───── RECORDS FOR THIS EXERCISE
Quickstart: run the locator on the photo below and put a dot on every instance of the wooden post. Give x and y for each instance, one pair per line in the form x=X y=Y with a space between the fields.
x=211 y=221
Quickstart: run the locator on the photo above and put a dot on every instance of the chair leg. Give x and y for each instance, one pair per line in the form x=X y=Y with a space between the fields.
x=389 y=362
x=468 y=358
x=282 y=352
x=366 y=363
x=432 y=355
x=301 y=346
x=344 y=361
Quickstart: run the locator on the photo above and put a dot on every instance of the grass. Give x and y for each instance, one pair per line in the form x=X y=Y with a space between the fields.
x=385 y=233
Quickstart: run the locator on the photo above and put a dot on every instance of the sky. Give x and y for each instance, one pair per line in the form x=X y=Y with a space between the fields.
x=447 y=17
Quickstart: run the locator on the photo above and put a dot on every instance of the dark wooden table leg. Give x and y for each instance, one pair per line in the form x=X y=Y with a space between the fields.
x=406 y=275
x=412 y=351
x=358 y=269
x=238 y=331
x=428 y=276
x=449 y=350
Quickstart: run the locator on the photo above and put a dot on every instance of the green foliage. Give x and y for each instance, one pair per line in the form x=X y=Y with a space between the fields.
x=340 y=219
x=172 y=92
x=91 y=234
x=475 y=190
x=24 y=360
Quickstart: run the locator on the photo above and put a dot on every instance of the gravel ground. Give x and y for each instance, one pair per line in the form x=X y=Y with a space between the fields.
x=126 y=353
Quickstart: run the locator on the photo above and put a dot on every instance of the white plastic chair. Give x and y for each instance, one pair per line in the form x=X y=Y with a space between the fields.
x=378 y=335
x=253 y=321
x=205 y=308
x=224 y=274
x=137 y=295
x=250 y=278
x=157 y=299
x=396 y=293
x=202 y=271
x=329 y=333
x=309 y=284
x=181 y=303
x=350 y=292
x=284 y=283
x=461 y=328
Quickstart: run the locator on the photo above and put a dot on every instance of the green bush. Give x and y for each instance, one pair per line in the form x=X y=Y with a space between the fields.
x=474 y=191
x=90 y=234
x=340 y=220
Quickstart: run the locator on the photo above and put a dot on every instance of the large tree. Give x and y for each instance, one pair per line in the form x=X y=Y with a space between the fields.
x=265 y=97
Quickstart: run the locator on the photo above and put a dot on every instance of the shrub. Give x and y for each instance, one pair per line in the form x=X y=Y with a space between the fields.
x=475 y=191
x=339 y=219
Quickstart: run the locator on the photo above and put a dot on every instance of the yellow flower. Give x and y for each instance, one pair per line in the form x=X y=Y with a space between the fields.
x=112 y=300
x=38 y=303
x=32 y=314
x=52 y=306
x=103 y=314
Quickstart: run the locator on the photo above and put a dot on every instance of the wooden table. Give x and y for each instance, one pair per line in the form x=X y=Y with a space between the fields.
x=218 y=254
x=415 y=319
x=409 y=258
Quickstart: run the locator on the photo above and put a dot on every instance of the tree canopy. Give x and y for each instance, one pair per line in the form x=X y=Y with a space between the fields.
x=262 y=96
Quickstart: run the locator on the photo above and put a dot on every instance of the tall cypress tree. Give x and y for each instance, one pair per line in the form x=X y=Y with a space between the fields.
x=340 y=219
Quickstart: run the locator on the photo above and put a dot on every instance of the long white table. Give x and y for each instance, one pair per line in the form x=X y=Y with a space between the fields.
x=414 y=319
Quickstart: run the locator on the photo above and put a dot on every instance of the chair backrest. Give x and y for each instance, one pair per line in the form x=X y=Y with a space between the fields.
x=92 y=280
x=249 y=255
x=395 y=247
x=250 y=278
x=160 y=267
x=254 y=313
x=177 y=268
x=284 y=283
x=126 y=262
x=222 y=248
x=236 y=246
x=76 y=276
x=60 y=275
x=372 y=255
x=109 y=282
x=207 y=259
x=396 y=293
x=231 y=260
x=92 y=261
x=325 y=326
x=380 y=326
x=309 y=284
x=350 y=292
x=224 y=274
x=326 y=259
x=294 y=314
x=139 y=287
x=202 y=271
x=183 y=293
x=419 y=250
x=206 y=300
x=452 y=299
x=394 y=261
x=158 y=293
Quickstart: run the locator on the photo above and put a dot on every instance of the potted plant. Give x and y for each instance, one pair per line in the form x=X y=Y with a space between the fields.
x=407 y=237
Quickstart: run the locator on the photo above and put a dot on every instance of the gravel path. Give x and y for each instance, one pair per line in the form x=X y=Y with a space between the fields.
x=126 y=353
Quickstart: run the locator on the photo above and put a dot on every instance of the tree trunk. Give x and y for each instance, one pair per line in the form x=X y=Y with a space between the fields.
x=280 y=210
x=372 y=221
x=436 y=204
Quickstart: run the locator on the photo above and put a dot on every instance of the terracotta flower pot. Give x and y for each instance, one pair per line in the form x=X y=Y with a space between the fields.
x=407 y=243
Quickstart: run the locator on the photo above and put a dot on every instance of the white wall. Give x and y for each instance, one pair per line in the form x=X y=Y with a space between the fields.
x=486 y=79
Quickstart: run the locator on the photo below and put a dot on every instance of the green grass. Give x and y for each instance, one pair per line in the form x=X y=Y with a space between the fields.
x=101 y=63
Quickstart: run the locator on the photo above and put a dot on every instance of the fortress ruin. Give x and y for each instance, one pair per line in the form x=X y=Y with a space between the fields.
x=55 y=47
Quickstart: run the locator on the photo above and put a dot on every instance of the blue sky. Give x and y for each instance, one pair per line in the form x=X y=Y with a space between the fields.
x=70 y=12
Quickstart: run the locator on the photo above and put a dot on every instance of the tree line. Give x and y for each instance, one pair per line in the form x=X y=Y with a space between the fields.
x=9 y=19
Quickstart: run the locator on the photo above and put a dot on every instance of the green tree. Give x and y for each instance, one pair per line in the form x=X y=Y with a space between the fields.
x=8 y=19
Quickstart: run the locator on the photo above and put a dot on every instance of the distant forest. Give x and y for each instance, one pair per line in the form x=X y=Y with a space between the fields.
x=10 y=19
──────────
■ YOUR OBJECTIVE:
Go back to the listing above and please repeat it exactly.

■ OUTPUT BELOW:
Quickstart: run the locator on the photo below and put a dot on every instance of the wooden post. Give x and y for each instance, one pair per line in the form x=X y=Y with a space between the fields.
x=211 y=221
Quickstart: run the locator on the photo above and put a dot on every instance of the chair leg. Give x and y for each instance, one pair per line in the form x=X y=Y with a space between the fields.
x=389 y=362
x=468 y=358
x=282 y=352
x=366 y=363
x=432 y=355
x=301 y=346
x=344 y=361
Quickstart: run the locator on the photo above and put a dot on every instance of the grass. Give x and y for each instance, one pair per line in the form x=X y=Y with a space between the fields.
x=385 y=233
Quickstart: run the locator on the photo above and put a dot on every instance of the sky. Give x and y for each instance, one pair per line in the form x=X y=Y with a space between the fields.
x=447 y=17
Quickstart: run the locator on the photo above and put a dot on every instance of the dark wooden table leg. Give x and y for each instance, one pair per line in the form x=X y=Y with a space between the fields.
x=406 y=275
x=412 y=351
x=358 y=269
x=238 y=331
x=428 y=276
x=449 y=350
Quickstart: run the locator on the photo above and put a dot on every instance of the green foliage. Give x and y for each instance, one pair per line in the form x=X y=Y with a space between the fields.
x=340 y=219
x=172 y=92
x=91 y=234
x=475 y=190
x=24 y=360
Quickstart: run the locator on the photo above and put a dot on every instance of the gravel ground. Give x and y for each instance, one pair per line in the form x=X y=Y with a space between the fields.
x=126 y=353
Quickstart: run the locator on the photo above and put a dot on every instance of the white plastic chair. Give x and y for each instance, one pair per line in the form x=X y=Y with a space between the fields.
x=378 y=335
x=253 y=321
x=205 y=308
x=224 y=274
x=137 y=295
x=250 y=278
x=157 y=299
x=396 y=293
x=202 y=271
x=329 y=333
x=309 y=284
x=181 y=303
x=350 y=292
x=284 y=283
x=461 y=328
Quickstart: run the locator on the photo above and put a dot on every instance of the green bush. Give x and y for each instance, one pair per line in the form x=X y=Y with a space between the fields.
x=474 y=191
x=90 y=234
x=340 y=220
Quickstart: run the locator on the photo above and put a dot on every instance of the large tree. Give x and y for each instance, one pair per line in the form x=X y=Y with a space between the fields.
x=265 y=97
Quickstart: run the locator on the photo above and put a dot on every instance of the shrub. Give x and y for each instance, one pair per line in the form x=X y=Y with a space between the fields.
x=475 y=191
x=339 y=219
Quickstart: run the locator on the photo above and put a dot on every instance of the yellow flower. Give x and y for each instance, one pair per line in the form x=X y=Y with a space between the fields.
x=112 y=300
x=38 y=303
x=32 y=314
x=52 y=306
x=103 y=314
Quickstart: run the locator on the photo above and put a dot on every instance of the wooden table. Give x and y for each instance, one pair per line in the form x=X y=Y with a space between the fields.
x=218 y=254
x=415 y=319
x=409 y=258
Quickstart: run the locator on the photo above and put a dot on every instance of the tree canopy. Give x and y for each instance, one pair per line in the form x=X y=Y with a space between the fields.
x=262 y=96
Quickstart: run the locator on the photo above and put a dot on every instance of the tall cypress tree. Give x and y for each instance, one pair per line in the form x=X y=Y with a space between the fields.
x=340 y=219
Quickstart: run the locator on the photo above and put a dot on every instance of the long white table. Give x and y for each instance, one pair per line in the form x=X y=Y with a space between the fields.
x=414 y=319
Quickstart: run the locator on the photo above and put a dot on every instance of the chair backrest. Give x and y for each instance, one pair per line in the form x=X y=Y with a space between the fields.
x=92 y=280
x=249 y=255
x=395 y=247
x=250 y=278
x=160 y=267
x=254 y=313
x=177 y=268
x=284 y=283
x=126 y=262
x=222 y=248
x=236 y=246
x=76 y=276
x=60 y=275
x=372 y=255
x=109 y=282
x=207 y=259
x=396 y=293
x=231 y=260
x=92 y=261
x=325 y=326
x=380 y=326
x=309 y=284
x=350 y=292
x=224 y=274
x=326 y=259
x=294 y=314
x=139 y=287
x=202 y=271
x=183 y=293
x=419 y=250
x=206 y=300
x=452 y=299
x=394 y=261
x=158 y=293
Quickstart: run the locator on the photo above and put a dot on every instance of the potted plant. Give x and y for each instance, one pair per line in the form x=X y=Y with a space between the fields.
x=407 y=237
Quickstart: run the locator on the photo above and put a dot on every instance of the gravel path. Give x and y for each instance, one pair per line in the form x=X y=Y with a space between the fields.
x=126 y=353
Quickstart: run the locator on the photo above and put a dot on every instance of the tree trunk. Give x and y for each instance, one pair per line in the form x=X y=Y with a space between the fields.
x=280 y=210
x=372 y=221
x=436 y=204
Quickstart: run the locator on the photo above and put a dot on every instance of the terracotta flower pot. Give x and y for each instance, one pair per line in the form x=X y=Y with a space between the fields.
x=407 y=243
Quickstart: run the locator on the photo above and put a dot on every instance of the white wall. Give x and y for each instance, one pair per line in the form x=X y=Y with a space between the fields.
x=486 y=79
Quickstart: run the locator on the photo below and put a dot on every instance of the green grass. Give x and y for each instance, one pair per line in the form x=X y=Y with a space between the fields.
x=101 y=63
Quickstart: run the locator on the photo above and put a dot on every instance of the fortress ruin. Give x and y for each instance, one pair per line in the form x=X y=Y with a space between the fields.
x=55 y=47
Quickstart: run the locator on the photo above and put a dot on every instance of the blue sky. Give x and y for each instance, one pair per line in the form x=X y=Y with a space between the fields.
x=70 y=12
Quickstart: run the locator on the photo above and put a dot on every instance of the tree line. Give x and y for each instance, one pair per line in the form x=X y=Y with a space between the fields.
x=9 y=19
Quickstart: run the locator on the photo above and put a dot on every instance of the green tree. Give x and y for each instance, one pair per line in the form x=X y=Y with a space between the fields.
x=8 y=19
Quickstart: run the locator on the photo above and put a dot on every instance of the distant forest. Give x and y for each instance, one pair per line in the form x=X y=Y with a space between the fields.
x=10 y=19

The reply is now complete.